- [DÉFI A]:
Affichez tel quel le passage de l'extrait sur les marchés touristiques ci-dessous qui commence par « Si le changement » et se termine par « sur la Bulgarie. ».

Même schéma, en janvier 2022, notre paysage touristique est dominé par la France à hauteur de 28 %, l’Allemagne 11 %, le Royaume-Uni 13 %, l’Afrique du Sud 5 % et finalement l’île de la Réunion 0 % pour un total de 40 028 touristes. Vous l’aurez compris, nous n’avons pas vraiment changé de cap.

En revanche, aux Seychelles et aux Maldives, de nouveaux marchés font leur apparition durant la période de 2021 et début 2022. Aux Seychelles, pour 182 849 touristes en 2021, c’est la Russie, nouveau player qui domine le marché avec 31 392 arrivées, suivie par les Émirats arabes unis, la France, l’Allemagne et finalement encore un nouveau marché, Israël avec 10 551 touristes. Pour le mois de janvier 2022, la Russie et l’Ukraine se partagent le haut du podium. Aux Maldives, pour 1 312 706 touristes en 2021, l’Inde prend la tête du peloton à hauteur de 22,2 %, suivi de la Russie avec 16,8 % et nous retrouvons un autre nouveau marché, les États-Unis, à la cinquième position à 4,2 %. En 2022, la Russie occupe toujours le top des arrivées touristiques à hauteur de 17,5 %, pour un total de 131 764 touristes.

Si le changement de stratégie pour la diversification des marchés est bien présent chez nos concurrents, l’accès aérien suit le même chemin, de même que l’autorisation aux chartered flights d’opérer. Les Seychelles, par exemple, accueille ARKIA et EL AL, des compagnies israéliennes et Aeroflot, une compagnie russe. Dans le même élan, les Seychelles ont mis en place un vol direct sur la Bulgarie.

- [DÉFI B]:
Renvoyez chaque ligne de la liste ci-dessous qui contient le mot « frame ». Tenez compte de la casse.

- [LISTE]:

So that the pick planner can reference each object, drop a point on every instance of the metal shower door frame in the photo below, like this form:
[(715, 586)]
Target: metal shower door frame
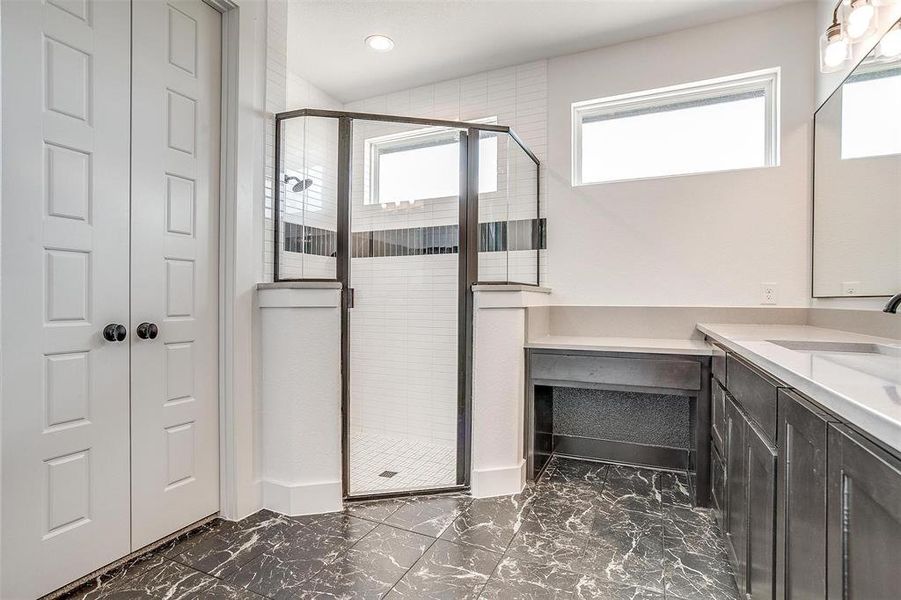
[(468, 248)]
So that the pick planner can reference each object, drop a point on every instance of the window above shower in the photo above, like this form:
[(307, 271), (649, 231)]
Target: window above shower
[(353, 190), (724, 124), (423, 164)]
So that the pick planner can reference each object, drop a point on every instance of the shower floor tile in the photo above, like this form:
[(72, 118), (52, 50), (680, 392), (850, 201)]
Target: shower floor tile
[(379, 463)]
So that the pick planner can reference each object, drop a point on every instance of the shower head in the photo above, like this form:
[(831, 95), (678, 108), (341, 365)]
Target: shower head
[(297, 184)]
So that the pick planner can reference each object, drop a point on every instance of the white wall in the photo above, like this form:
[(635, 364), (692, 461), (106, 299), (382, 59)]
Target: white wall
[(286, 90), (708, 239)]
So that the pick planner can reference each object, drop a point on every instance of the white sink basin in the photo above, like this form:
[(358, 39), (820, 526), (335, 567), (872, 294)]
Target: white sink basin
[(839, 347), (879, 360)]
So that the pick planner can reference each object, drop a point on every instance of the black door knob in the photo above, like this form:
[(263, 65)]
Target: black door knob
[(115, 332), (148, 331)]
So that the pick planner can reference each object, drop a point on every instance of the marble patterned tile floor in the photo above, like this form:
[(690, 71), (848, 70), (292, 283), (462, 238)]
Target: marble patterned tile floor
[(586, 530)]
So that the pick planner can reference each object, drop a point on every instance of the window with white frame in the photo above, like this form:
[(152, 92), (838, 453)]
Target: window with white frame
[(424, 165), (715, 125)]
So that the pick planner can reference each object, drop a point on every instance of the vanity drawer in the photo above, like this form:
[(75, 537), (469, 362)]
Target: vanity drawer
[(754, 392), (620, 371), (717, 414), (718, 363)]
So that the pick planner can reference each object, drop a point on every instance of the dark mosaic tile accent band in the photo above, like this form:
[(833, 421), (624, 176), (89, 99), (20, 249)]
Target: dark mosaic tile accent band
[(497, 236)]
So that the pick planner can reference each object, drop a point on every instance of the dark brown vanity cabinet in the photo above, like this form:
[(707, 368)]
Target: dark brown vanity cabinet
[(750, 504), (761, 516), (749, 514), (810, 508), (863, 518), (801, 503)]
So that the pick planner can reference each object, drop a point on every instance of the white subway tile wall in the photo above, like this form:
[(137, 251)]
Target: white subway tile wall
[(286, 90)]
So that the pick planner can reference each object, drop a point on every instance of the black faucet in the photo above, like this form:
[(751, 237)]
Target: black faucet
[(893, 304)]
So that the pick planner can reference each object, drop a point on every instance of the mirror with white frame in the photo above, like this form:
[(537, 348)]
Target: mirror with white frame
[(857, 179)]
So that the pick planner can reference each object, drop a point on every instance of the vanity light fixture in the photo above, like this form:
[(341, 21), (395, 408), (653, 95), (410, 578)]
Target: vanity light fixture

- [RÉSULTAT OBTENU A]:
Si le changement de stratégie pour la diversification des marchés est bien présent chez nos concurrents, l’accès aérien suit le même chemin, de même que l’autorisation aux chartered flights d’opérer. Les Seychelles, par exemple, accueille ARKIA et EL AL, des compagnies israéliennes et Aeroflot, une compagnie russe. Dans le même élan, les Seychelles ont mis en place un vol direct sur la Bulgarie.

- [RÉSULTAT OBTENU B]:
So that the pick planner can reference each object, drop a point on every instance of the metal shower door frame in the photo below, like this form:
Target: metal shower door frame
So that the pick planner can reference each object, drop a point on every instance of the window with white frame in the photo above, like this form:
Target: window with white frame
So that the pick planner can reference each object, drop a point on every instance of the mirror with white frame in the photo above, like this form:
Target: mirror with white frame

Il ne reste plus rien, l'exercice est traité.